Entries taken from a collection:
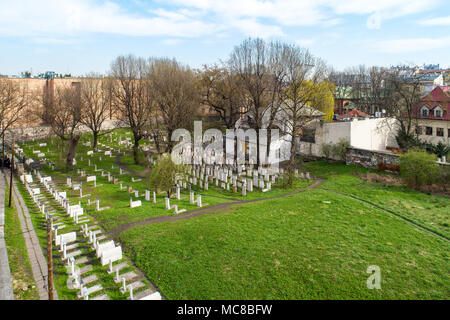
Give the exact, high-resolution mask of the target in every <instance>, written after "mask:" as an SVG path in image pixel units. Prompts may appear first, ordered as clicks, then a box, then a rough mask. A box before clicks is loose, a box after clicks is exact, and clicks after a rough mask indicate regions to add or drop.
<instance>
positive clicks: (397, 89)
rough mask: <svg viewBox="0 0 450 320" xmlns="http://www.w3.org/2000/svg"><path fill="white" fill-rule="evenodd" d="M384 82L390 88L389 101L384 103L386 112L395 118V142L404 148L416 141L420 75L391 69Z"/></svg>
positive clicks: (410, 146)
mask: <svg viewBox="0 0 450 320" xmlns="http://www.w3.org/2000/svg"><path fill="white" fill-rule="evenodd" d="M386 82H387V86H388V87H389V88H390V90H391V101H390V103H388V104H386V113H387V116H390V117H393V118H395V119H396V120H397V123H398V131H397V136H396V140H397V144H398V145H399V147H400V148H401V149H404V150H406V149H408V148H410V147H412V146H414V145H415V144H416V143H417V134H416V127H417V110H416V106H417V104H418V103H419V101H420V99H421V97H422V95H423V92H422V86H421V82H420V76H418V75H415V74H414V73H410V72H406V73H404V72H402V70H400V69H391V70H390V73H389V74H388V77H387V79H386Z"/></svg>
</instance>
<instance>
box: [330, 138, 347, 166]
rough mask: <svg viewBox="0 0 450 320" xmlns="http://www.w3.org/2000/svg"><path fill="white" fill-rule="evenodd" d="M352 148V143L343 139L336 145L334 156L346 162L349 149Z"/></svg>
mask: <svg viewBox="0 0 450 320" xmlns="http://www.w3.org/2000/svg"><path fill="white" fill-rule="evenodd" d="M349 146H350V143H348V141H346V140H344V139H341V140H339V142H338V143H336V144H335V145H334V146H333V148H332V150H333V154H334V155H335V156H336V157H338V158H339V160H341V161H344V162H345V158H346V156H347V148H348V147H349Z"/></svg>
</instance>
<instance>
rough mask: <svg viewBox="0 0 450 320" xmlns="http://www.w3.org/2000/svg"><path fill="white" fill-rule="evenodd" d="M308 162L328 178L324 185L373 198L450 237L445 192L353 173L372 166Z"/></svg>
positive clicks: (308, 167) (313, 168) (424, 225)
mask: <svg viewBox="0 0 450 320" xmlns="http://www.w3.org/2000/svg"><path fill="white" fill-rule="evenodd" d="M305 166H306V168H307V170H311V171H312V172H314V173H315V174H316V175H318V176H322V177H324V178H327V181H326V182H325V183H324V184H322V186H321V188H324V189H328V190H334V191H338V192H342V193H345V194H349V195H353V196H356V197H358V198H361V199H364V200H367V201H370V202H372V203H375V204H377V205H379V206H381V207H383V208H385V209H389V210H392V211H394V212H395V213H398V214H400V215H402V216H404V217H406V218H408V219H411V220H413V221H414V222H416V223H418V224H421V225H424V226H426V227H427V228H430V229H432V230H434V231H436V232H438V233H440V234H442V235H444V236H446V237H448V238H450V199H449V198H448V197H446V196H439V195H428V194H425V193H422V192H418V191H415V190H410V189H407V188H406V187H400V186H386V185H383V184H381V183H368V182H365V181H364V180H362V179H360V178H359V177H358V176H357V175H355V174H353V173H354V172H355V171H358V172H360V173H365V172H369V171H370V172H372V171H373V170H368V169H365V168H361V167H356V166H343V165H341V164H326V163H325V162H310V163H307V164H305Z"/></svg>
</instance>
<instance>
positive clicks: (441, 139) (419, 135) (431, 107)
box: [416, 86, 450, 144]
mask: <svg viewBox="0 0 450 320" xmlns="http://www.w3.org/2000/svg"><path fill="white" fill-rule="evenodd" d="M449 106H450V86H439V87H436V88H435V89H433V90H432V91H431V92H430V93H429V94H427V95H426V96H424V97H423V98H422V99H421V101H420V102H419V103H418V104H417V105H416V117H417V134H418V137H419V139H420V140H421V141H424V142H428V143H432V144H437V143H439V142H442V143H444V144H450V114H449Z"/></svg>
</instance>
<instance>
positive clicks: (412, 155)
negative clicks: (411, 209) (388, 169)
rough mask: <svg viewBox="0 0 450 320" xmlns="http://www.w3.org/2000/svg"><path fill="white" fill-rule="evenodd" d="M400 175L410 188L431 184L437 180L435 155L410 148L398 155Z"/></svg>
mask: <svg viewBox="0 0 450 320" xmlns="http://www.w3.org/2000/svg"><path fill="white" fill-rule="evenodd" d="M399 161H400V176H401V177H402V179H403V181H404V182H405V183H406V184H407V185H408V186H409V187H412V188H419V187H420V186H422V185H428V184H432V183H434V182H435V181H438V180H439V176H440V175H439V171H440V170H439V166H438V165H437V164H436V156H435V155H432V154H428V153H426V152H424V151H421V150H419V149H411V150H410V151H408V152H407V153H405V154H403V155H401V156H400V157H399Z"/></svg>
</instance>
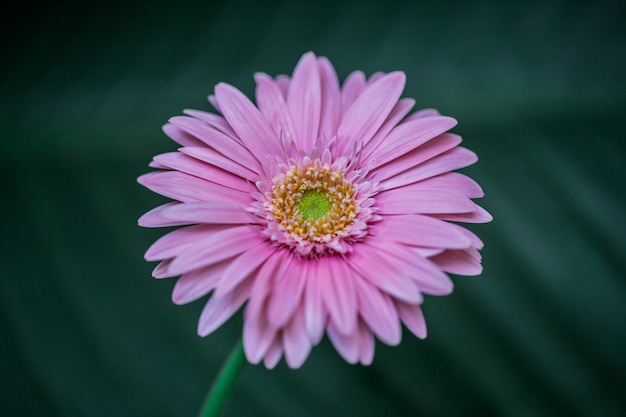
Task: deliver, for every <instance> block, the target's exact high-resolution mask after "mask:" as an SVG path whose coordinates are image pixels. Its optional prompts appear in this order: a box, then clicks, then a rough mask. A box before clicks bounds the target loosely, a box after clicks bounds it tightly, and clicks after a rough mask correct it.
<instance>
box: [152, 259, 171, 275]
mask: <svg viewBox="0 0 626 417" xmlns="http://www.w3.org/2000/svg"><path fill="white" fill-rule="evenodd" d="M171 263H172V260H171V259H166V260H164V261H161V262H159V264H158V265H157V266H156V267H155V268H154V270H152V276H153V277H155V278H157V279H162V278H172V277H175V276H176V275H172V274H170V273H169V272H168V270H167V269H168V268H169V266H170V264H171Z"/></svg>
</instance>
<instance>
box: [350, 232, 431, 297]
mask: <svg viewBox="0 0 626 417" xmlns="http://www.w3.org/2000/svg"><path fill="white" fill-rule="evenodd" d="M354 249H355V250H354V252H353V253H351V254H350V256H349V257H348V262H349V264H350V266H351V267H352V269H354V270H355V271H357V272H358V273H359V274H360V275H361V276H362V277H363V278H365V279H366V280H367V281H368V282H370V283H371V284H373V285H375V286H376V287H377V288H379V289H380V290H382V291H383V292H385V293H388V294H390V295H393V296H394V297H397V298H400V299H403V300H407V301H412V302H420V301H421V300H422V295H421V294H420V292H419V290H418V288H417V286H416V285H415V283H414V282H413V280H412V279H411V276H410V272H411V271H410V270H406V269H402V268H399V267H398V265H396V264H394V263H393V262H389V259H388V258H386V257H385V256H381V253H380V251H379V250H377V249H376V248H374V247H372V246H370V245H367V244H360V245H358V247H355V248H354ZM356 280H358V279H356Z"/></svg>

▶ _PROBLEM DETAILS_
Copy out exactly the lines from the one containing "Task: deliver, for" through the last line above, keeping both end lines.

▶ _WRITTEN ANSWER_
Task: deliver, for every <instance> block, the target's exact high-resolution mask after "mask:" as an SVG path whose coordinates are image pixels. Its optional prompts appear in this order: a box, then clicks, then a rough mask. A box before clicks bounds the target loosely, a box after clicks bounds it tightly, and clicks after a rough mask correct it.
<instance>
box: [152, 259, 171, 275]
mask: <svg viewBox="0 0 626 417" xmlns="http://www.w3.org/2000/svg"><path fill="white" fill-rule="evenodd" d="M171 263H172V260H171V259H166V260H164V261H161V262H159V264H158V265H157V266H156V267H155V268H154V270H152V276H153V277H155V278H157V279H162V278H172V277H175V276H176V275H172V274H170V273H169V272H168V270H167V269H168V268H169V266H170V264H171Z"/></svg>
</instance>
<instance>
box: [350, 232, 431, 297]
mask: <svg viewBox="0 0 626 417" xmlns="http://www.w3.org/2000/svg"><path fill="white" fill-rule="evenodd" d="M354 249H355V250H354V252H353V253H351V254H350V256H349V257H348V262H349V264H350V266H351V267H352V269H354V270H355V271H357V272H358V273H359V274H360V275H361V276H362V277H363V278H365V279H366V280H367V281H368V282H370V283H371V284H373V285H375V286H376V287H377V288H379V289H380V290H382V291H383V292H385V293H388V294H390V295H393V296H394V297H397V298H400V299H403V300H407V301H412V302H420V301H421V300H422V295H421V294H420V292H419V290H418V288H417V286H416V285H415V283H414V282H413V280H412V279H411V276H410V272H411V271H410V270H406V269H402V268H399V267H398V265H396V264H394V263H393V262H389V259H388V258H386V257H385V256H381V253H380V251H379V250H377V249H376V248H374V247H372V246H370V245H367V244H360V245H358V247H355V248H354ZM356 280H358V279H356Z"/></svg>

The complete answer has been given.